--- Begin Given passage ---

I could say a similar thing about J.S. Bach, perhaps even more extraordinary considering the sheer number of works he produced (over 1000).

Mozart has some early works that were pretty trivial (but still quite impressive for an "amateur"), but if we look at his career once he started reaching maturity, his consistency is incredible as well.

Beethoven probably reached greater, sustained heights than any of them, but wasn't quite as consistent.

But Brahms and Bach are probably the most consistently HQ music artists ever, without many (or perhaps any) works that were less than "good-to-excellent" (or better) in their entire oeuvre.

(Come to think of it, Mahler, though much less prolific than many of the great composers, is probably a very good answer to the question too)


Bach I agree with. Although I haven't heard all his pieces obviously, but there's nothing really boring of his. Even the St. Mathäus Passion is exquisite.

--- End Given passage ---
--- Begin Information provided ---

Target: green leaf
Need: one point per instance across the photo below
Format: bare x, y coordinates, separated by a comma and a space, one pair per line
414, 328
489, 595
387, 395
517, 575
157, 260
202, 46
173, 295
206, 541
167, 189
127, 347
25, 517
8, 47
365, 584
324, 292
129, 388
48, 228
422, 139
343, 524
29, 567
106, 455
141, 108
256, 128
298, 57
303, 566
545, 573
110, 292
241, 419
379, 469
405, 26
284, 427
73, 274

--- End Information provided ---
--- Begin Information provided ---

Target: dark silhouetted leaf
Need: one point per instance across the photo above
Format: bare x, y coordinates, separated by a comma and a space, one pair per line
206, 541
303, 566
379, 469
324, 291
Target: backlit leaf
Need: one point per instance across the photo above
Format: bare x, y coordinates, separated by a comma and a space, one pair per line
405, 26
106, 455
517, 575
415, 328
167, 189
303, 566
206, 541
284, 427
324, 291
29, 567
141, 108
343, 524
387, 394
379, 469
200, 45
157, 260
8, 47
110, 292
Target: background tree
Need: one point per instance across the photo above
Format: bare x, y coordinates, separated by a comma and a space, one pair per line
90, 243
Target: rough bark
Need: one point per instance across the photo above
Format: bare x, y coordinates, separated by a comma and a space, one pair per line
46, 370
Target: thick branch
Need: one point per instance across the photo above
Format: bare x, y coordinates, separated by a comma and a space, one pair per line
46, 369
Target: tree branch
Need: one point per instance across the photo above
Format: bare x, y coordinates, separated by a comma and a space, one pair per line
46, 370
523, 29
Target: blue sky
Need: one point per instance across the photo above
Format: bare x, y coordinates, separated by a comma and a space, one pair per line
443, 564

--- End Information provided ---

Tasks to complete:
a: Could you rewrite the passage on composers' consistency from "I could say" through "quite as consistent.", replacing "consistency" with "reliability"?
b: What might come next in the passage on composers' consistency? Continue it from its final sentence.

Answers in order:
a:
I could say a similar thing about J.S. Bach, perhaps even more extraordinary considering the sheer number of works he produced (over 1000).

Mozart has some early works that were pretty trivial (but still quite impressive for an "amateur"), but if we look at his career once he started reaching maturity, his reliability is incredible as well.

Beethoven probably reached greater, sustained heights than any of them, but wasn't quite as consistent.

b:
Brahms on the other hand somehow always bores me. I just don't get the emotional vigor and mental stimulation from his works like I do other composers.

Agree with your assessments of Mahler, Beethoven, and Mozart though.


Also to be fair, we are discussing discography, not music career or cultural/artistic impact. Technically none of these artists produced a discography in the modern sense. I suppose you could call the Leonard Bernstein or Herbert von Karajan recordings a discography.

I suppose there's cataloged music by these musicians, and perhaps that can be translated into discography as it is a similar idea: https://en.wikipedia.org/wiki/K%C3%B6chel_catalogue

Splitting hairs I know, but wanted to make that distinction.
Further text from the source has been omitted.